TEXTO DE LEITURA
################

SÃO PAULO, SP (FOLHAPRESS) - A repercussão das falas de cunho sexista do deputado estadual Arthur do Val, o Mamãe Falei (Podemos-SP), terá impacto no projeto político do MBL (Movimento Brasil Livre), do qual ele é um dos principais líderes. A nova crise se soma a uma série de reveses que o grupo sofreu nos últimos anos.

Além da retirada de sua pré-candidatura a governador de São Paulo, anunciada horas após a revelação dos áudios com conteúdos ofensivos a mulheres na guerra na Ucrânia, o episódio interferiu na relação do movimento com o presidenciável Sergio Moro (Podemos), que tenta se descolar do escândalo.

O MBL promoveu uma série de adaptações de discurso e imagem desde a eleição do presidente Jair Bolsonaro (PL), que recebeu forte apoio do grupo, e vinha traçando um ambicioso plano para a próxima década, que passava pela eleição e fortalecimento de quadros em São Paulo.

Depois de romper com o atual governante em 2019 e fazer um mea-culpa sobre sua parcela de responsabilidade na radicalização do debate público no país, a entidade vive um momento agudo de "cancelamento" na opinião pública e de indefinição sobre o futuro imediato de seus líderes.

Com o reposicionamento, a ideia era figurar como catalisador de setores contrários simultaneamente ao bolsonarismo e ao petismo. Não à toa, o congresso anual do MBL, em novembro, virou uma ode à terceira via na corrida presidencial, com a presença de postulantes da centro-direita.

A maré negativa já estava em andamento desde o mês passado, depois que o deputado federal Kim Kataguiri (União-SP) se envolveu em controvérsia ao dizer, em entrevista a um podcast, que a Alemanha errou ao criminalizar o nazismo. Sob pressão de Moro e aliados, pediu desculpas.

A adesão do MBL à candidatura do ex-juiz, até então tratada como um trunfo na aproximação com o eleitorado jovem e na estratégia de mobilização das redes, acabou se tornando uma dor de cabeça para o presidenciável.

################

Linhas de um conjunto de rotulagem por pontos
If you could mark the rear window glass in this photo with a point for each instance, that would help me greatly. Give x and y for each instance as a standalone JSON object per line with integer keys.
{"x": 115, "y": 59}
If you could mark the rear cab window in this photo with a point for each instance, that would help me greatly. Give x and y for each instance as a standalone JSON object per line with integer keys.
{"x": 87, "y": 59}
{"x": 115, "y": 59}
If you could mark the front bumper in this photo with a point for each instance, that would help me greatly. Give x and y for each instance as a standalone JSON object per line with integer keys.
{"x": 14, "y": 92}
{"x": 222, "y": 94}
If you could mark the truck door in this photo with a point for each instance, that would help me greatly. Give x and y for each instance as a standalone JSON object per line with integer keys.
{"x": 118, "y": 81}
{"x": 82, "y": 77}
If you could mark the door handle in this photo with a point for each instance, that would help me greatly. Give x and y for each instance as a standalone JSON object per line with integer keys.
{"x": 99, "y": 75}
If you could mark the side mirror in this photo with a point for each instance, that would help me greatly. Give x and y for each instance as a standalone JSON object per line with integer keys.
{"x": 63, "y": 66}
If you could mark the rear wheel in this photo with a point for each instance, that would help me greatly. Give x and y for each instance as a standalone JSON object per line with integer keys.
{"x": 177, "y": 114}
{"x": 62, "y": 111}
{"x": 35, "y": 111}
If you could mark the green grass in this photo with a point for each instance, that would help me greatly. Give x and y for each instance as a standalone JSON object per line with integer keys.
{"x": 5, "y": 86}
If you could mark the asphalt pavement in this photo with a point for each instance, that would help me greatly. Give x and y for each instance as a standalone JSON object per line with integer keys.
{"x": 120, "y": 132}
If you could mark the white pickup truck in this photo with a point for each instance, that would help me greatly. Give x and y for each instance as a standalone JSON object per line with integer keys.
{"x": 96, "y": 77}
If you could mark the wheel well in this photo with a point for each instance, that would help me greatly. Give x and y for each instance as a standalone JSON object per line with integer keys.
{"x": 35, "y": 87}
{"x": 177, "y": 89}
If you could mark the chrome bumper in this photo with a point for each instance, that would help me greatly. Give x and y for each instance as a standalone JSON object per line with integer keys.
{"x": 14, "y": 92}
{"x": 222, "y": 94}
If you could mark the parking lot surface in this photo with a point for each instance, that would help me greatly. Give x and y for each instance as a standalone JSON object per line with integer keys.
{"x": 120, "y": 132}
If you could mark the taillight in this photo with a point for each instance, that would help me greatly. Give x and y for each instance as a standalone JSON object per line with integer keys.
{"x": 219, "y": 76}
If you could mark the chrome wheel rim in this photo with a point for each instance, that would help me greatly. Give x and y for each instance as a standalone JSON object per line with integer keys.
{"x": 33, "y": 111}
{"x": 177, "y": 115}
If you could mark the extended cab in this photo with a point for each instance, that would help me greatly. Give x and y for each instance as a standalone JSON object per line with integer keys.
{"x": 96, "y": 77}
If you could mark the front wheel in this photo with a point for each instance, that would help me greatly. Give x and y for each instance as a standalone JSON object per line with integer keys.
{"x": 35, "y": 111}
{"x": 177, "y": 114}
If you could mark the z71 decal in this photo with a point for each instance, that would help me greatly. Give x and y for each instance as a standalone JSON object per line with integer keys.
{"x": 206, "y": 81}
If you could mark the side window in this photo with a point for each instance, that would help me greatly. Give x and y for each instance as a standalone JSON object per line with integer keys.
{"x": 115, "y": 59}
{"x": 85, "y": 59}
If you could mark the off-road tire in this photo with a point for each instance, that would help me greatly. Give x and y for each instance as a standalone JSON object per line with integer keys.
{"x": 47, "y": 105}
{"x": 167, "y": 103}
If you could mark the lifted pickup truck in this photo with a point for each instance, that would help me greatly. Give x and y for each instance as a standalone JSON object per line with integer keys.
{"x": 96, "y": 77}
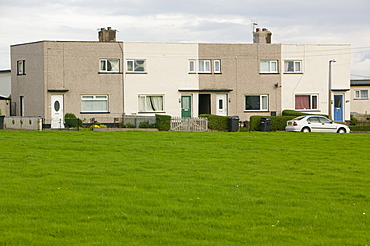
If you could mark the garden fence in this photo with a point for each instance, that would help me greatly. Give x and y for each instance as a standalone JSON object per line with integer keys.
{"x": 23, "y": 123}
{"x": 189, "y": 124}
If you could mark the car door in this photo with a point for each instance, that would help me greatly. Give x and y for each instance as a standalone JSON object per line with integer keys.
{"x": 327, "y": 125}
{"x": 314, "y": 124}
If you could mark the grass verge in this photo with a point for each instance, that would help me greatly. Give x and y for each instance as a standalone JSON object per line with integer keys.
{"x": 173, "y": 188}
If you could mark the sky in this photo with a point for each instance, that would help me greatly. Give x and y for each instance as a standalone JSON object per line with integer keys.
{"x": 206, "y": 21}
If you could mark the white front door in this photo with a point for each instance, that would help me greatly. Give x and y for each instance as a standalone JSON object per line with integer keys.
{"x": 221, "y": 104}
{"x": 57, "y": 115}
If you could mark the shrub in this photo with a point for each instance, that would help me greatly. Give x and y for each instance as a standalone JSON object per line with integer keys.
{"x": 353, "y": 120}
{"x": 216, "y": 122}
{"x": 163, "y": 122}
{"x": 277, "y": 122}
{"x": 70, "y": 120}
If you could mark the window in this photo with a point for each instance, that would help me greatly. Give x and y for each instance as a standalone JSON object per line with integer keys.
{"x": 135, "y": 66}
{"x": 109, "y": 65}
{"x": 292, "y": 66}
{"x": 150, "y": 103}
{"x": 306, "y": 102}
{"x": 268, "y": 67}
{"x": 94, "y": 103}
{"x": 256, "y": 102}
{"x": 217, "y": 66}
{"x": 361, "y": 94}
{"x": 191, "y": 66}
{"x": 204, "y": 66}
{"x": 21, "y": 67}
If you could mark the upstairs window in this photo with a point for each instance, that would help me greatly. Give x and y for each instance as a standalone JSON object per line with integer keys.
{"x": 109, "y": 65}
{"x": 292, "y": 66}
{"x": 191, "y": 66}
{"x": 21, "y": 67}
{"x": 217, "y": 66}
{"x": 361, "y": 94}
{"x": 150, "y": 103}
{"x": 269, "y": 66}
{"x": 256, "y": 103}
{"x": 204, "y": 66}
{"x": 135, "y": 66}
{"x": 306, "y": 102}
{"x": 94, "y": 103}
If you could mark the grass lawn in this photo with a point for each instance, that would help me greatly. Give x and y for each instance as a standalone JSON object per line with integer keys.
{"x": 173, "y": 188}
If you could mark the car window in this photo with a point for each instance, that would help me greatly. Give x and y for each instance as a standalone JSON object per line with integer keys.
{"x": 324, "y": 120}
{"x": 313, "y": 120}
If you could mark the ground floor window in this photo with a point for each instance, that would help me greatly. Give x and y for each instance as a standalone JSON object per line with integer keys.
{"x": 151, "y": 103}
{"x": 361, "y": 94}
{"x": 306, "y": 102}
{"x": 256, "y": 102}
{"x": 94, "y": 103}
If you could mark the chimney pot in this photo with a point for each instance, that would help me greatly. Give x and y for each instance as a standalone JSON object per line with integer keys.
{"x": 107, "y": 35}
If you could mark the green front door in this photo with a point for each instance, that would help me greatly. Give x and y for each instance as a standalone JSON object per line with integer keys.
{"x": 186, "y": 106}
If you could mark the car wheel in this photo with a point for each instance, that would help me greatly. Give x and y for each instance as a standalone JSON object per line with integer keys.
{"x": 341, "y": 130}
{"x": 306, "y": 129}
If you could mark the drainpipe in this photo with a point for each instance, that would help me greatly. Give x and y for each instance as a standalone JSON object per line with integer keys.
{"x": 329, "y": 98}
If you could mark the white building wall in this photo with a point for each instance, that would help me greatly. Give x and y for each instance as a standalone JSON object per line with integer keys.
{"x": 314, "y": 78}
{"x": 5, "y": 84}
{"x": 167, "y": 71}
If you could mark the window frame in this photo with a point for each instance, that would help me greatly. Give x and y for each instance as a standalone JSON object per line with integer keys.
{"x": 270, "y": 71}
{"x": 95, "y": 98}
{"x": 107, "y": 66}
{"x": 360, "y": 96}
{"x": 21, "y": 67}
{"x": 261, "y": 103}
{"x": 192, "y": 66}
{"x": 311, "y": 102}
{"x": 204, "y": 61}
{"x": 143, "y": 109}
{"x": 215, "y": 66}
{"x": 295, "y": 70}
{"x": 133, "y": 66}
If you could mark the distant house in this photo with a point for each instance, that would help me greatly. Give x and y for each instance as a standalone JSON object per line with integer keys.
{"x": 360, "y": 102}
{"x": 108, "y": 79}
{"x": 5, "y": 91}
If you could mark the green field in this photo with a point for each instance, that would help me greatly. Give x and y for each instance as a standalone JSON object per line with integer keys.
{"x": 171, "y": 188}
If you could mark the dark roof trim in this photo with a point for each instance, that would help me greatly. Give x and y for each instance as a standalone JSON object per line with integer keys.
{"x": 360, "y": 82}
{"x": 205, "y": 90}
{"x": 340, "y": 89}
{"x": 61, "y": 90}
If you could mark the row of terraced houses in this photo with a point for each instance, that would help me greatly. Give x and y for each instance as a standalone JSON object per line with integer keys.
{"x": 109, "y": 78}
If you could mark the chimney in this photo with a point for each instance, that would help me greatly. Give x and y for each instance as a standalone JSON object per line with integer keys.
{"x": 107, "y": 35}
{"x": 262, "y": 36}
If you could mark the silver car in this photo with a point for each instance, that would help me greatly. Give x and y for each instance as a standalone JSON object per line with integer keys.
{"x": 315, "y": 123}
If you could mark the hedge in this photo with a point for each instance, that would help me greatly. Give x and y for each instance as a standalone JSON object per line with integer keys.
{"x": 163, "y": 122}
{"x": 216, "y": 122}
{"x": 70, "y": 120}
{"x": 277, "y": 122}
{"x": 360, "y": 128}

################

TAREFAS
A) No texto sobre o MBL, o que Kim Kataguiri disse sobre a Alemanha em entrevista a um podcast?
B) Por favor, informe quantas linhas contêm a palavra "rear". Responda apenas com o número.
O texto e as linhas não têm relação entre si.

RESPOSTAS POR TAREFA
A) Que a Alemanha errou ao criminalizar o nazismo.

B) 3